> **TASK DESCRIPTION**:
Write out the listing below from the line containing "Return one point per instance of the rocky" to its last line, unaltered, ends included.

[Excerpt from a dataset]
========
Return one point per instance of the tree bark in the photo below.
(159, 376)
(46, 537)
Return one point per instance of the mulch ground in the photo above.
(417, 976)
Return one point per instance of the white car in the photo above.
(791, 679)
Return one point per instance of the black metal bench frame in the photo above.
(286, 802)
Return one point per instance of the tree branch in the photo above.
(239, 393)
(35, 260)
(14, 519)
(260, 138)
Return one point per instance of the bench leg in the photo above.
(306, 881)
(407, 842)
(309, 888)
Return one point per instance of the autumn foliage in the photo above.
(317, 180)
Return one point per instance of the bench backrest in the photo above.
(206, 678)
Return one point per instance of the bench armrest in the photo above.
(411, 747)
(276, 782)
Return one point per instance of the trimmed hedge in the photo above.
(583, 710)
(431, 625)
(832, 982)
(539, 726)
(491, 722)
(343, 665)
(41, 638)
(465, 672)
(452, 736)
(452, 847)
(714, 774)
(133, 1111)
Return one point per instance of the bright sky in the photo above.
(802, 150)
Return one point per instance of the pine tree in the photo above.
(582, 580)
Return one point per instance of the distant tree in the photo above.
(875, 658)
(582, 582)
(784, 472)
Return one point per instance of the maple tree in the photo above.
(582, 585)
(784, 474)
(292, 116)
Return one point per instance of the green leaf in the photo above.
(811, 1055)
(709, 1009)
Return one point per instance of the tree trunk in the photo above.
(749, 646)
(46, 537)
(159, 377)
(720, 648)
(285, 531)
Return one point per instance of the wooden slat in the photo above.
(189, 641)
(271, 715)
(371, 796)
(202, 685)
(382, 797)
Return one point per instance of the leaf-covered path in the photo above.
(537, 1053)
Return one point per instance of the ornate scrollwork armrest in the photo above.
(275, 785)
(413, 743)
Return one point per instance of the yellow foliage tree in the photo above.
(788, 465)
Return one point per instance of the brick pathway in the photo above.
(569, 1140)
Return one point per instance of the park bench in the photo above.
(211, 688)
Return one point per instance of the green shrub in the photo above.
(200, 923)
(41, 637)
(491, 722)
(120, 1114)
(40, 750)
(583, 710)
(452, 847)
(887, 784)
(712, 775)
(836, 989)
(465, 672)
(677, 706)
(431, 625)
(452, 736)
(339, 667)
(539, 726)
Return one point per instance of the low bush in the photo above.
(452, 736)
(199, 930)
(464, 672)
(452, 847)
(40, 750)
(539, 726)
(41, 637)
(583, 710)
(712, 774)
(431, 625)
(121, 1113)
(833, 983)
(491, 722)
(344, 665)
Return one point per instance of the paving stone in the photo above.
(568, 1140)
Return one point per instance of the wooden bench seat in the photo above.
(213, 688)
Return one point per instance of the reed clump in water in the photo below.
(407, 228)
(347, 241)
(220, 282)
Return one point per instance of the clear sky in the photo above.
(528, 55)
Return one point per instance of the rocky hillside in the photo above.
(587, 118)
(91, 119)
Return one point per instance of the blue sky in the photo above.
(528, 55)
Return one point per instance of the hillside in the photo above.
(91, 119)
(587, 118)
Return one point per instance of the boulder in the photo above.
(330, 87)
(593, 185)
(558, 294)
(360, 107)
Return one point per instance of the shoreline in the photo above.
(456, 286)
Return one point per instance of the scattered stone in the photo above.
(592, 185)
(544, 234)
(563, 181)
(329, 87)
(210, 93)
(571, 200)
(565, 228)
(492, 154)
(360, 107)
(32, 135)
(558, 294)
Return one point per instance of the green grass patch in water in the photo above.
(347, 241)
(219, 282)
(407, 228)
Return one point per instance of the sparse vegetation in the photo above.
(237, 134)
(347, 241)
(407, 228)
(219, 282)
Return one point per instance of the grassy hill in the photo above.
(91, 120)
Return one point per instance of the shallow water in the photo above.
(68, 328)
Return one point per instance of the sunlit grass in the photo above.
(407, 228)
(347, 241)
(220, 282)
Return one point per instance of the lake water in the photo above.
========
> **PROBLEM SOLUTION**:
Return one point per instance of the rocky hillside in the photo above.
(587, 118)
(91, 119)
Return one point per instance of the blue sky in the photo above.
(528, 55)
Return one point per instance of the hillside in the photo above.
(91, 119)
(587, 118)
Return one point per instance of the boulder in the photo above.
(330, 87)
(593, 185)
(558, 294)
(360, 107)
Return one point per instance of the shoreline in the photo above.
(456, 286)
Return one point per instance of the scattered stone in the photo above.
(592, 185)
(544, 234)
(563, 181)
(329, 87)
(210, 93)
(571, 200)
(565, 228)
(492, 154)
(360, 107)
(32, 135)
(558, 294)
Return one point per instance of the green grass patch in water in the photo above.
(347, 241)
(219, 282)
(407, 228)
Return one point per instance of the sparse vegetation in the photo above.
(237, 134)
(347, 241)
(407, 228)
(219, 282)
Return one point per instance of the grassy hill in the photo above.
(91, 120)
Return one point per instance of the shallow water in the photo above.
(68, 328)
Return one point per instance of the sunlit grass in the photo above.
(407, 228)
(347, 241)
(220, 282)
Return one point per instance of the lake water in the photo above.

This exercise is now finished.